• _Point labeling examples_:
**********

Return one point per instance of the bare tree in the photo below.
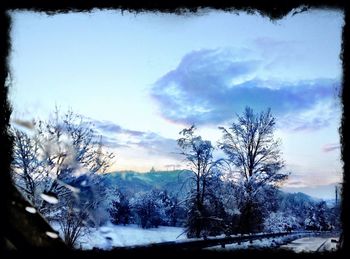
(256, 159)
(47, 164)
(199, 154)
(26, 165)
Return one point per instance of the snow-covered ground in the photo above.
(255, 244)
(312, 244)
(109, 236)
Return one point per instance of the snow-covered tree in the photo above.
(120, 211)
(279, 221)
(47, 163)
(256, 160)
(317, 217)
(199, 155)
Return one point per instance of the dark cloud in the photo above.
(204, 89)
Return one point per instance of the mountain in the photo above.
(176, 182)
(324, 192)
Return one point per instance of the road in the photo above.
(312, 244)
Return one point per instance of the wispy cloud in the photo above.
(210, 86)
(115, 136)
(330, 147)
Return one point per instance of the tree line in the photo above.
(238, 193)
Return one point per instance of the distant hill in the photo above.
(325, 192)
(176, 182)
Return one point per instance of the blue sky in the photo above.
(141, 78)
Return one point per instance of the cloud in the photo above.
(330, 147)
(110, 127)
(210, 86)
(115, 136)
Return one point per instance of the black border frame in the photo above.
(273, 10)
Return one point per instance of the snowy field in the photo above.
(312, 244)
(306, 244)
(109, 236)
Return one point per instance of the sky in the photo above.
(142, 78)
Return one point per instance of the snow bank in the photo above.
(109, 236)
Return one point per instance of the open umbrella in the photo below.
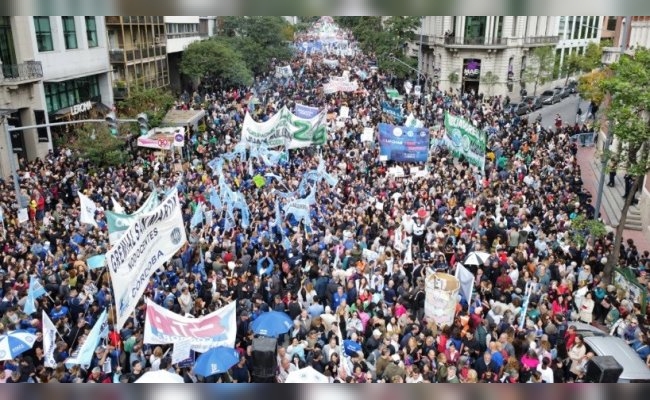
(160, 376)
(216, 361)
(272, 324)
(351, 347)
(306, 375)
(476, 258)
(15, 343)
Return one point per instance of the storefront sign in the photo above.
(81, 107)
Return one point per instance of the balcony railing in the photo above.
(541, 40)
(471, 41)
(25, 72)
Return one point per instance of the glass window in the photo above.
(91, 32)
(43, 32)
(69, 33)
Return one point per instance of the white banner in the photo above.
(88, 209)
(49, 341)
(219, 328)
(182, 351)
(150, 242)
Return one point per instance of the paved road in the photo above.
(566, 108)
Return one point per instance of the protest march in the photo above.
(323, 225)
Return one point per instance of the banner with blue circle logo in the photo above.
(403, 143)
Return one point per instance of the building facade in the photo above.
(575, 34)
(181, 31)
(53, 68)
(137, 53)
(459, 51)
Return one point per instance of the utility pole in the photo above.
(10, 148)
(608, 141)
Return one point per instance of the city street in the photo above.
(566, 108)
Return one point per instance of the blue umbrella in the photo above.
(15, 343)
(216, 361)
(96, 261)
(351, 347)
(272, 324)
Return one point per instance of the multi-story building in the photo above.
(54, 68)
(180, 31)
(576, 33)
(458, 51)
(137, 53)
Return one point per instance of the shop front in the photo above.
(471, 75)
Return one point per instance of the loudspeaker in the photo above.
(265, 362)
(603, 369)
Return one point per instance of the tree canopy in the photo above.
(627, 90)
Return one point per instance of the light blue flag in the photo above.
(215, 200)
(197, 218)
(35, 291)
(85, 354)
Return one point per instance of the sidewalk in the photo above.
(590, 180)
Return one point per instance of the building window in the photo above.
(69, 33)
(43, 32)
(91, 31)
(611, 23)
(475, 27)
(59, 95)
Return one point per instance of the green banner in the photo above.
(464, 139)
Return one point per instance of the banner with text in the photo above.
(403, 143)
(151, 241)
(464, 139)
(219, 328)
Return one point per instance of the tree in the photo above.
(215, 58)
(628, 91)
(490, 80)
(95, 144)
(540, 68)
(155, 102)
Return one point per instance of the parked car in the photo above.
(534, 102)
(519, 108)
(550, 97)
(563, 92)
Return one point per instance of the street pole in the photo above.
(10, 149)
(608, 141)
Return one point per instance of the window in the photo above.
(43, 32)
(91, 31)
(69, 33)
(611, 23)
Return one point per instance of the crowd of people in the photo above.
(519, 211)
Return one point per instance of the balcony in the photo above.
(541, 40)
(454, 41)
(13, 74)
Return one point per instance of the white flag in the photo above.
(466, 281)
(117, 207)
(88, 209)
(49, 341)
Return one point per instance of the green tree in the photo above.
(540, 68)
(628, 89)
(215, 58)
(490, 80)
(95, 144)
(155, 102)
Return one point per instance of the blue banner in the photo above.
(403, 144)
(394, 112)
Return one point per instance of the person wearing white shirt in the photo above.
(545, 370)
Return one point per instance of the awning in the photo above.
(183, 117)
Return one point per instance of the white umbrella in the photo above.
(476, 258)
(306, 375)
(160, 376)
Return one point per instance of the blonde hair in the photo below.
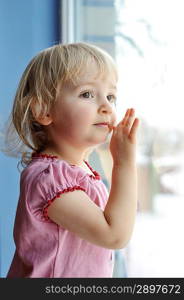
(38, 85)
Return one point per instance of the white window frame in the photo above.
(67, 21)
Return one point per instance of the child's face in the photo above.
(80, 107)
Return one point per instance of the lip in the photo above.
(104, 125)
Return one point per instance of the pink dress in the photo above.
(43, 248)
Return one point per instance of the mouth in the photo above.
(104, 124)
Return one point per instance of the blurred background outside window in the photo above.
(146, 39)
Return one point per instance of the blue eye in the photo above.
(87, 95)
(111, 98)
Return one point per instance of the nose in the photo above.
(105, 107)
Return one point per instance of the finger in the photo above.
(133, 131)
(128, 120)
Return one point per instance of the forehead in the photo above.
(92, 73)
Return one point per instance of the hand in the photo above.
(123, 140)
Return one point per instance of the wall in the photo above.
(26, 27)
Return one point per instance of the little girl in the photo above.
(67, 224)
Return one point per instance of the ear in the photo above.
(46, 120)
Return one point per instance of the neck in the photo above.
(69, 154)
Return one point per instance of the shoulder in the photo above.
(52, 174)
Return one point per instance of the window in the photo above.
(145, 37)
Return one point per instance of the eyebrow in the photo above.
(93, 83)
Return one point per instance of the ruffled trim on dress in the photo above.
(69, 189)
(95, 176)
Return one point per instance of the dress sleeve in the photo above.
(56, 179)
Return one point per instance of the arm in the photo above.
(112, 227)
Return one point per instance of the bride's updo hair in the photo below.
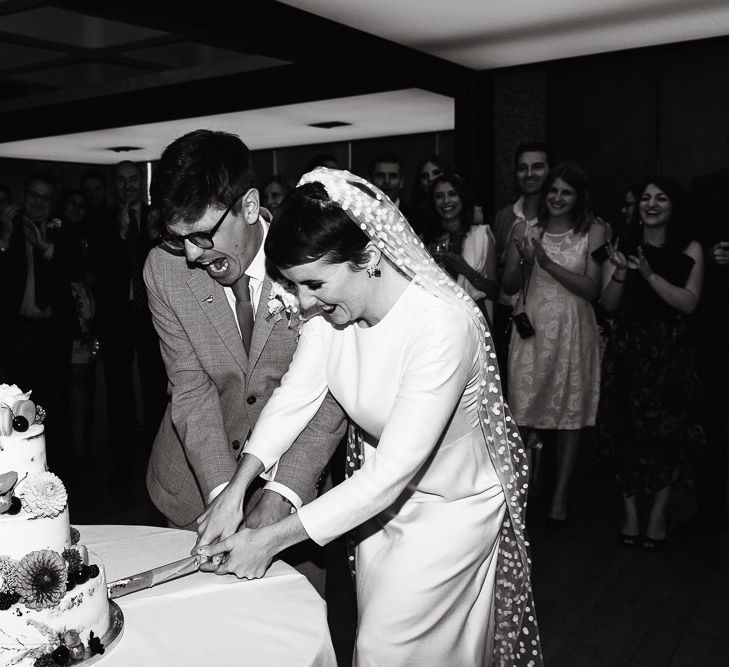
(309, 226)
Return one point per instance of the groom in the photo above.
(224, 350)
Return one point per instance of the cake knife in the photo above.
(157, 575)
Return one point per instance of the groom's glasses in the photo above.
(202, 240)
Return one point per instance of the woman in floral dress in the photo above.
(650, 398)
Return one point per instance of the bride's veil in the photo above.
(516, 637)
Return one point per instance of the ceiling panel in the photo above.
(83, 74)
(394, 113)
(484, 34)
(15, 55)
(183, 54)
(77, 30)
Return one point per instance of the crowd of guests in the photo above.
(71, 270)
(615, 327)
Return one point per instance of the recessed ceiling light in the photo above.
(329, 124)
(124, 149)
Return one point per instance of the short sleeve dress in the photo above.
(554, 376)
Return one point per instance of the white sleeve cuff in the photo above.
(287, 493)
(216, 492)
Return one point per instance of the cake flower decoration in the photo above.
(43, 495)
(40, 579)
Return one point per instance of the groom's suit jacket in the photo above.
(217, 391)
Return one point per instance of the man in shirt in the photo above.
(531, 166)
(386, 174)
(119, 247)
(225, 339)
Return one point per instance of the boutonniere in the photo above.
(282, 300)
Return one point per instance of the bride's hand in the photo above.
(222, 517)
(249, 553)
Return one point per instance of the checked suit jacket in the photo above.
(217, 391)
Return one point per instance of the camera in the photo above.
(523, 326)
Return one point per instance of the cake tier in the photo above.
(21, 534)
(24, 452)
(84, 609)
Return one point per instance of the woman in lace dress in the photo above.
(466, 250)
(438, 485)
(554, 374)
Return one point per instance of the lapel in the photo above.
(262, 326)
(219, 313)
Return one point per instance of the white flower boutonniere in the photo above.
(282, 300)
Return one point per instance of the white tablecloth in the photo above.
(205, 619)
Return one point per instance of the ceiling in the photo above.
(483, 34)
(80, 77)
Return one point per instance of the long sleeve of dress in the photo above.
(438, 361)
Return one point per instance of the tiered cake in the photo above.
(53, 599)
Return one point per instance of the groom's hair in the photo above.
(310, 226)
(199, 170)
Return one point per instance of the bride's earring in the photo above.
(374, 271)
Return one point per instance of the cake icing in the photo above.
(54, 605)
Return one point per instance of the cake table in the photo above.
(206, 619)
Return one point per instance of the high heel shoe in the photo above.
(649, 544)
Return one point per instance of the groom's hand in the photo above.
(221, 519)
(266, 507)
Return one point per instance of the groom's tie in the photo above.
(244, 310)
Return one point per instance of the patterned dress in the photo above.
(554, 376)
(649, 411)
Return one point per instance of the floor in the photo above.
(598, 602)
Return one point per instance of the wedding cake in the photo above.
(54, 606)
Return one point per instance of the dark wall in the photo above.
(621, 116)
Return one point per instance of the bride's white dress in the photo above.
(426, 564)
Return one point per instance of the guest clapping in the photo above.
(420, 206)
(650, 397)
(554, 369)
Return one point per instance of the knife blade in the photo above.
(153, 577)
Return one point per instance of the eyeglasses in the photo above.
(202, 240)
(32, 194)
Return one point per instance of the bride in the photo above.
(438, 480)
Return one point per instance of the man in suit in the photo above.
(224, 350)
(37, 264)
(711, 326)
(119, 247)
(386, 174)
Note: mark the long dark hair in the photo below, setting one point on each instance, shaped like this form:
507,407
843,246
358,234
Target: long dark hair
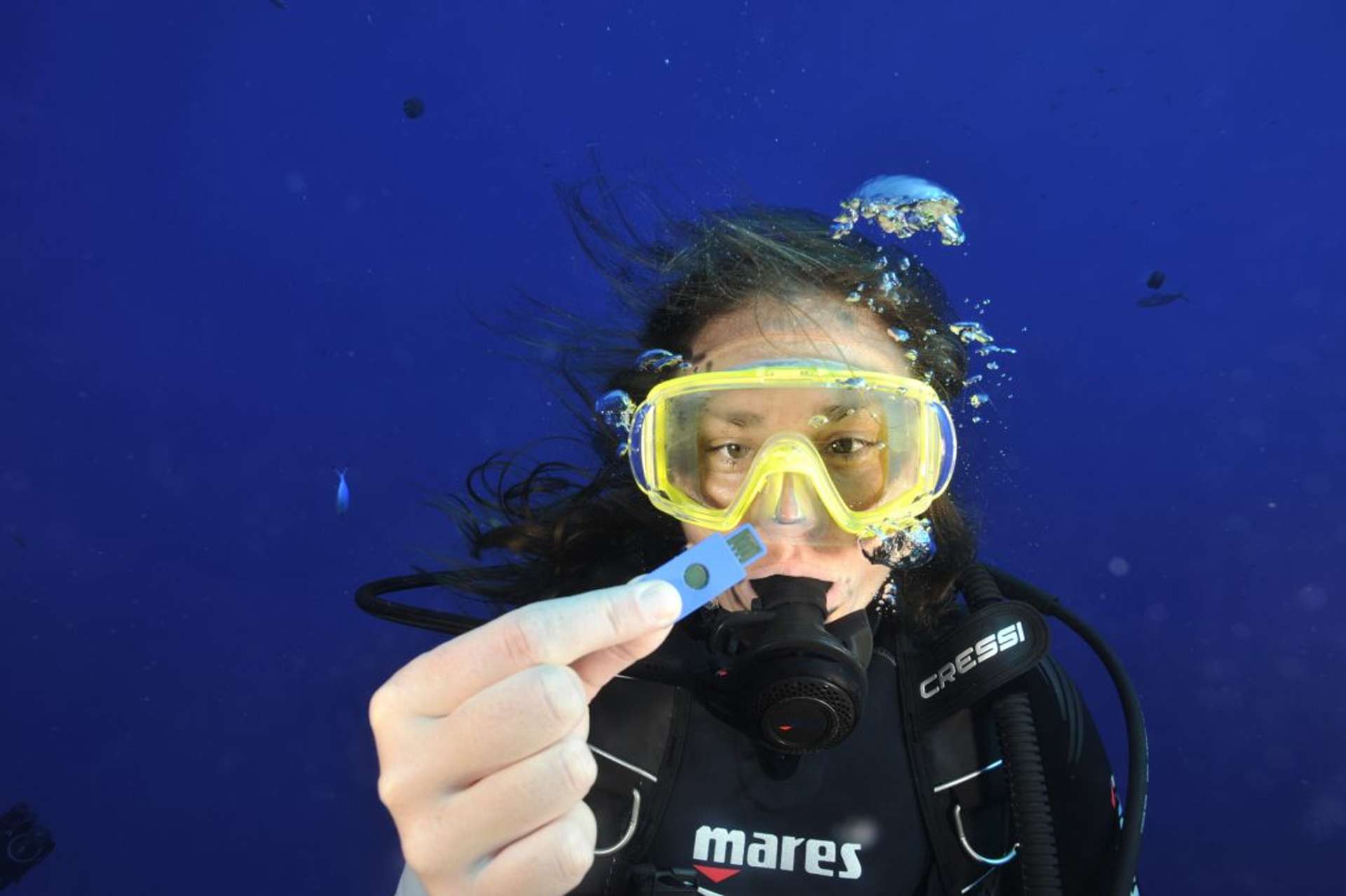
572,529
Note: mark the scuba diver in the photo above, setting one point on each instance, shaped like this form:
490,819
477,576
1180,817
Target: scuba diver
23,844
866,708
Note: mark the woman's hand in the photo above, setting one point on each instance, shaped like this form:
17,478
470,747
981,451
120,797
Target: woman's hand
484,742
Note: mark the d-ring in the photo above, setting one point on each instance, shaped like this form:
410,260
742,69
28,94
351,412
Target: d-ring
967,846
630,828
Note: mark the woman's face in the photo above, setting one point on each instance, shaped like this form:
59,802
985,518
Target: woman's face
829,330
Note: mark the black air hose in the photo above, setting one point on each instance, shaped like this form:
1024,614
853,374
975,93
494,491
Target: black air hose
1038,862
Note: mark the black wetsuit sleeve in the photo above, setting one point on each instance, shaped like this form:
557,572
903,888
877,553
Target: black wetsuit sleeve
1080,782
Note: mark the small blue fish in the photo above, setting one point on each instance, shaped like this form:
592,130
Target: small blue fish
342,491
1157,299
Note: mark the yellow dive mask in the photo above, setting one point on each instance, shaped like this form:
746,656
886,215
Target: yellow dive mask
788,444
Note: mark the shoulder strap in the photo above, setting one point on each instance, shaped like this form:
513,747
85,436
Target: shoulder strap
644,726
952,736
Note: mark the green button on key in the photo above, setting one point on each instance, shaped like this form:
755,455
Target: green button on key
696,576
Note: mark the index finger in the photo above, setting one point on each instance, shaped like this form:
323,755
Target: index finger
554,631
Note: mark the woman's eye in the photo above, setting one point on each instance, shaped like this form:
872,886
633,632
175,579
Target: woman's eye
730,451
848,446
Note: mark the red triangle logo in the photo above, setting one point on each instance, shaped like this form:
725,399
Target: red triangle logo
716,875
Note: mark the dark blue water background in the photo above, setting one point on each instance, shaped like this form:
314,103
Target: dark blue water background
231,264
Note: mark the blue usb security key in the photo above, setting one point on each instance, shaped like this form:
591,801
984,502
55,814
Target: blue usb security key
709,568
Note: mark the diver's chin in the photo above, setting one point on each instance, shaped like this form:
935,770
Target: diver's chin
838,597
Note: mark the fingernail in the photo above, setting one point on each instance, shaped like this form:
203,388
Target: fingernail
660,602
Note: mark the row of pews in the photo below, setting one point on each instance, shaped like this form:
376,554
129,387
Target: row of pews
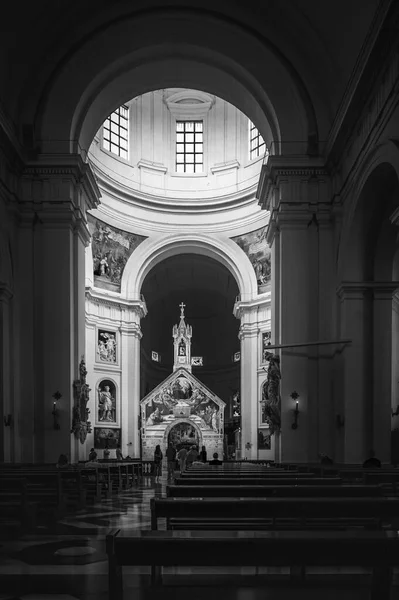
243,514
37,493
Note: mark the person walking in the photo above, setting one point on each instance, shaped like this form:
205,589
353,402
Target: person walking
202,455
158,456
171,458
181,457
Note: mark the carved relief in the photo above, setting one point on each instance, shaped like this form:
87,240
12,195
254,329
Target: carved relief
106,346
255,246
111,248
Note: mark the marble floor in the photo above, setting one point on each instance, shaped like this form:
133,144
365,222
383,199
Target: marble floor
67,561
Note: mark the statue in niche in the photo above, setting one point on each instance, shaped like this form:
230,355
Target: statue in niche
271,393
106,348
81,425
106,404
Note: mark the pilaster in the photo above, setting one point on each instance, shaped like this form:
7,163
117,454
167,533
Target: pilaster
55,193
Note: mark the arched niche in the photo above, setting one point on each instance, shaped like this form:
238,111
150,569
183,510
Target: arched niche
107,405
158,49
151,252
369,238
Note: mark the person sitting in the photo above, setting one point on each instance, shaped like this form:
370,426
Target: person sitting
372,462
118,452
92,455
62,461
202,455
325,460
215,460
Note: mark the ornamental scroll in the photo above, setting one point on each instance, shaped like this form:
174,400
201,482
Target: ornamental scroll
81,425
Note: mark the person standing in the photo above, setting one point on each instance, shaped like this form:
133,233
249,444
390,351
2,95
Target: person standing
171,458
181,457
118,451
202,455
192,456
158,456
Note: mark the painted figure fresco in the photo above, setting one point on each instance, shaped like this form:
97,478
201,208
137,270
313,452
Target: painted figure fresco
106,437
181,391
111,248
266,341
106,346
264,441
107,401
183,434
255,246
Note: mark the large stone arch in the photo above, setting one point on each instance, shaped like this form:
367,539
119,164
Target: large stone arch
153,251
381,163
159,49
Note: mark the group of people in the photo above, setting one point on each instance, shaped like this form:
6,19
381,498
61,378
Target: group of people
185,457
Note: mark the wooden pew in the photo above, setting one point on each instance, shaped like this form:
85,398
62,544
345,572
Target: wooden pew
236,481
244,513
263,491
14,503
378,550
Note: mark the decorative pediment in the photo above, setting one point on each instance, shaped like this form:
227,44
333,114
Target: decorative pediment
182,395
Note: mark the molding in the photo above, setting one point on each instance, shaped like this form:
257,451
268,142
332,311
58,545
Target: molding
180,106
96,296
234,164
151,166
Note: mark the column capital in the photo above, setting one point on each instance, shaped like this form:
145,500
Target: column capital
57,191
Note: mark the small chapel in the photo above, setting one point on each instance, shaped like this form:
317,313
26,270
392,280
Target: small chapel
199,251
181,410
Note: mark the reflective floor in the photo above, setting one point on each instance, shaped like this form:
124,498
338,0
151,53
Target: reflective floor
67,561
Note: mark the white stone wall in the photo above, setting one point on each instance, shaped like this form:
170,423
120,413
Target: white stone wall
150,167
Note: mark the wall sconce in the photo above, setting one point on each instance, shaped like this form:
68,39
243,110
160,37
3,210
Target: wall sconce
57,396
339,421
295,397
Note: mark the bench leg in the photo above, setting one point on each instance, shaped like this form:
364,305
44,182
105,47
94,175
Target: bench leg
297,573
115,581
381,583
156,575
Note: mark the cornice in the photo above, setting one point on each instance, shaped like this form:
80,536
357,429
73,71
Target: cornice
251,307
358,289
98,297
171,204
368,69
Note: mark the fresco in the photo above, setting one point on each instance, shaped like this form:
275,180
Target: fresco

**********

• _Objective_: Extract every line from the one with "Note: mark the small chapel" down to the final line above, both included, exactly as written.

• _Result below_:
Note: mark the small chapel in the photo above, setting one point on each instance, shaped like this form:
317,313
26,270
392,280
Target: small chapel
199,251
181,410
Note: mark the reflective floor in the photo above, setting one point on each instance, shaped like this form:
124,498
338,0
151,53
Target: reflective floor
67,561
Note: mark the white stone wall in the photo above, setting one point on each instance, shaped like this form:
170,423
120,413
Target: white stone wall
150,167
Note: mark the wall sconce in the photo above, setting one point on each instance, shaped like this form:
68,39
243,110
160,37
3,210
Target: wall sconce
57,396
339,421
295,397
Note: mark the bench leg in the photo above, setting one point on each instance, shaped like this form:
364,305
44,182
105,47
94,175
Target: bench leg
297,573
115,581
381,583
156,575
Note: mark the cornice in the photo above, setting one point on each instance, shaped like this form:
80,536
357,429
73,71
Target: cornice
251,307
358,289
98,297
171,204
368,69
Note: mark the fresco in the photo above, setting one point on each instance, shaped like this form:
275,180
Target: fresco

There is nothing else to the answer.